**SUPPLIED TEXT**
Mrs Pa’ris was my teacher in grade 3. Back in Sri Lanka, her name was pronounced, Paa-ris. Leading up to grade three, from kindergarten up, we had Mrs Cooray, Miss Yvonne and Miss Angela — our class teachers. Mrs Cooray taught us the alphabet on slate tablets. Miss Yvonne’s job was to make us God-fearing, devout Catholic boys and teach us complex matters like the Holy Trinity and life after death. Both of which we could not grasp as six-year-olds. Miss Angela prepared us to receive the holy communion and confession. But they were kind teachers.
Not so, Mrs Pa’ris, who taught in grade 3. She had a reputation in primary school, not a good one. She was a terror. As the year in grade 2 ended, we did not want to move to grade 3 and face Mrs Pa’ris. We wanted to bypass grade 3 and go straight to grade 4. But that was not possible in primary education. We had no choice.
With hesitation, we landed in grade 3 in Mrs Pa’ris’s class. There was a tiny bonus, a consolation bonus. Grade 3 was on the 1st floor of the primary school building. Kids love climbing stairs, so we loved going up and down, despite Mrs Pa’ris’s stares from her classroom.
In Grade 3, the boys had to adjust drastically quickly. Nobody was allowed to be kids. Pin-drop silence was demanded, and Mrs Pa’ris got that from the frightened kids. She never called students by their names. On top of that, she had squint eyes. Now, kids had no foresight to deal with this from the terror of a teacher. She interrupted her teaching to ask questions while looking at a student with crossed eyes, expecting a student to answer. Her right and left eyes were playing games, pointing in different directions. She thought her stare alone would be sufficient to make any frightened boy stand up and answer. A kid from the left got up to answer. Mrs Pa’ris was indeed looking at a boy at the right. She would quickly admonish the innocent kid on the left for standing and blast the boy on the right for not standing up to answer. She yelled at them for being disobedient, threatening to hit them.

**RECORDED INFORMATION**
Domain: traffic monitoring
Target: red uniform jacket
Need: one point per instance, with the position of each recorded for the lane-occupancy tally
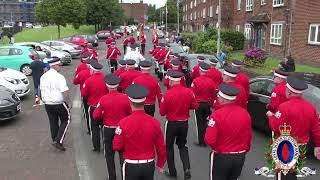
(243, 80)
(80, 67)
(132, 40)
(303, 118)
(120, 71)
(109, 40)
(81, 77)
(204, 89)
(113, 53)
(139, 135)
(94, 88)
(127, 78)
(153, 86)
(112, 108)
(195, 72)
(229, 130)
(177, 102)
(215, 75)
(155, 39)
(278, 97)
(126, 41)
(241, 99)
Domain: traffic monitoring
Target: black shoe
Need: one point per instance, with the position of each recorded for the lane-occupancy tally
(187, 174)
(171, 176)
(59, 146)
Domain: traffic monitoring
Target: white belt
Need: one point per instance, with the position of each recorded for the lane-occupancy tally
(138, 161)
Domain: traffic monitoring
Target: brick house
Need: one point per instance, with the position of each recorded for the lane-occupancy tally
(281, 27)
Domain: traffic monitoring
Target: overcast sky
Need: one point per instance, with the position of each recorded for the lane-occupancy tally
(158, 3)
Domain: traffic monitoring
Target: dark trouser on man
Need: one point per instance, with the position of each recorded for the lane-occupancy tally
(177, 131)
(138, 171)
(124, 49)
(95, 130)
(86, 112)
(108, 134)
(114, 65)
(150, 109)
(202, 114)
(143, 48)
(226, 166)
(55, 113)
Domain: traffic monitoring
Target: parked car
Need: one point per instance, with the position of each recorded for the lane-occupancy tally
(64, 56)
(72, 49)
(77, 40)
(260, 94)
(104, 34)
(15, 81)
(10, 105)
(93, 39)
(18, 58)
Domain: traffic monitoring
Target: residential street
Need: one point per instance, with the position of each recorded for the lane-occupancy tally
(26, 152)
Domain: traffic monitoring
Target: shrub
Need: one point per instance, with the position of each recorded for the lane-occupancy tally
(254, 56)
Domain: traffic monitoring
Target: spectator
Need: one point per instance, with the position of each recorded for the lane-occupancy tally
(288, 65)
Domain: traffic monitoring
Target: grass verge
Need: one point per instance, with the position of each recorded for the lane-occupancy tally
(49, 33)
(271, 64)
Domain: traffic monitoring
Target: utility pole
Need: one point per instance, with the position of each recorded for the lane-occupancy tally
(219, 28)
(178, 16)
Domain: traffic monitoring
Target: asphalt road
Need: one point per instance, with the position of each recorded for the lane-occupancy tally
(26, 153)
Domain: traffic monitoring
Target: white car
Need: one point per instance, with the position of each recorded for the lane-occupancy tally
(15, 81)
(70, 48)
(64, 56)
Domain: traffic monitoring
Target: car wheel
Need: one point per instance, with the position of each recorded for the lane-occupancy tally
(26, 69)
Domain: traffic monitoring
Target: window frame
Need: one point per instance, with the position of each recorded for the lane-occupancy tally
(317, 33)
(272, 38)
(277, 5)
(249, 7)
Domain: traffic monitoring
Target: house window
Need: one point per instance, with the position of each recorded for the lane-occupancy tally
(277, 3)
(247, 31)
(276, 34)
(314, 34)
(249, 5)
(211, 11)
(238, 28)
(239, 5)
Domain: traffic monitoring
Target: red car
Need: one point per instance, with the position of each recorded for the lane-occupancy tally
(76, 39)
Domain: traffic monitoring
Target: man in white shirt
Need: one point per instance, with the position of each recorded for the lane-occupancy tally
(134, 54)
(55, 95)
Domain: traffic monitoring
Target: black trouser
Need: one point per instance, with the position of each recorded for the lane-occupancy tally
(226, 166)
(95, 130)
(176, 132)
(55, 113)
(86, 112)
(150, 109)
(202, 114)
(114, 65)
(143, 171)
(108, 135)
(124, 49)
(143, 48)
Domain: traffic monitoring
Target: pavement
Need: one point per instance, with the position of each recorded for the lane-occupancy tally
(26, 152)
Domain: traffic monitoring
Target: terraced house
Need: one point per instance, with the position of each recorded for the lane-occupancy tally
(281, 27)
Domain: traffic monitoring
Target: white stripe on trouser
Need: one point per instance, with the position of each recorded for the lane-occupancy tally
(124, 171)
(90, 121)
(165, 130)
(211, 164)
(196, 122)
(65, 129)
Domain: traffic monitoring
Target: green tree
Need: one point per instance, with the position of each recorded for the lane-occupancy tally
(61, 12)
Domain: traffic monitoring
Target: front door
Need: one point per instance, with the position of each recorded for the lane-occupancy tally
(260, 36)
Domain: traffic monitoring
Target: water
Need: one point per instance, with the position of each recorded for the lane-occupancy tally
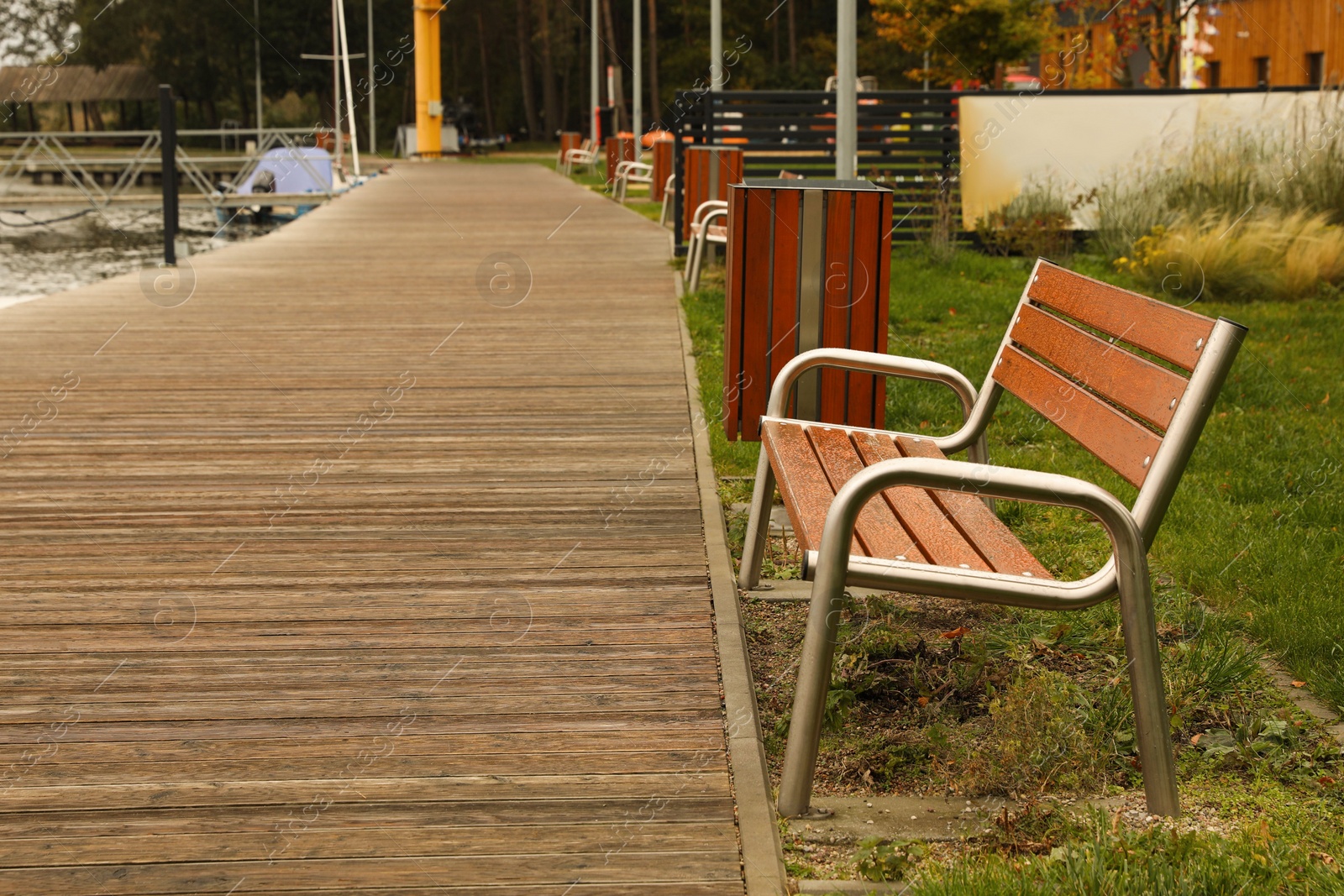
(53, 255)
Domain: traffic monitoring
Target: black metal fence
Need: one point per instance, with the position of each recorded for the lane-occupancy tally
(907, 140)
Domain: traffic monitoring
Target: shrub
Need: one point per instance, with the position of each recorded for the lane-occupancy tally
(1035, 223)
(1038, 739)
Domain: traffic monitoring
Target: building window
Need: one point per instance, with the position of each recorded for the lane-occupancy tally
(1316, 69)
(1261, 71)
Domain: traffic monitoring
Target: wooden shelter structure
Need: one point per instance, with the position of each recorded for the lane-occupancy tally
(82, 86)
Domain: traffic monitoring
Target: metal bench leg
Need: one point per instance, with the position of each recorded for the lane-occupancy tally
(759, 524)
(1146, 684)
(694, 261)
(819, 647)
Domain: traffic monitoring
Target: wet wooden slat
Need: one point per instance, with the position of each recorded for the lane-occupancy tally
(1119, 441)
(994, 540)
(940, 542)
(1131, 382)
(1171, 333)
(803, 483)
(878, 530)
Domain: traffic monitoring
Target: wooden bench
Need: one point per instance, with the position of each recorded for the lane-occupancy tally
(625, 172)
(569, 140)
(1129, 378)
(585, 155)
(669, 196)
(705, 231)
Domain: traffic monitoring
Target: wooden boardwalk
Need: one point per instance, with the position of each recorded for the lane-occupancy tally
(346, 575)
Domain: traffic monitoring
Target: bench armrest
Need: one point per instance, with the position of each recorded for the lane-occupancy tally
(710, 215)
(632, 167)
(706, 207)
(1129, 555)
(913, 369)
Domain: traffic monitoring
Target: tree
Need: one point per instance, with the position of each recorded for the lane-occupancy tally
(965, 39)
(34, 29)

**YOUR INSTRUCTIONS**
Transcribe the section of the recollection about Mrs Pa’ris, starting with "Not so, Mrs" and going on through "from her classroom.".

**REPLY TO THE EXERCISE**
Not so, Mrs Pa’ris, who taught in grade 3. She had a reputation in primary school, not a good one. She was a terror. As the year in grade 2 ended, we did not want to move to grade 3 and face Mrs Pa’ris. We wanted to bypass grade 3 and go straight to grade 4. But that was not possible in primary education. We had no choice.
With hesitation, we landed in grade 3 in Mrs Pa’ris’s class. There was a tiny bonus, a consolation bonus. Grade 3 was on the 1st floor of the primary school building. Kids love climbing stairs, so we loved going up and down, despite Mrs Pa’ris’s stares from her classroom.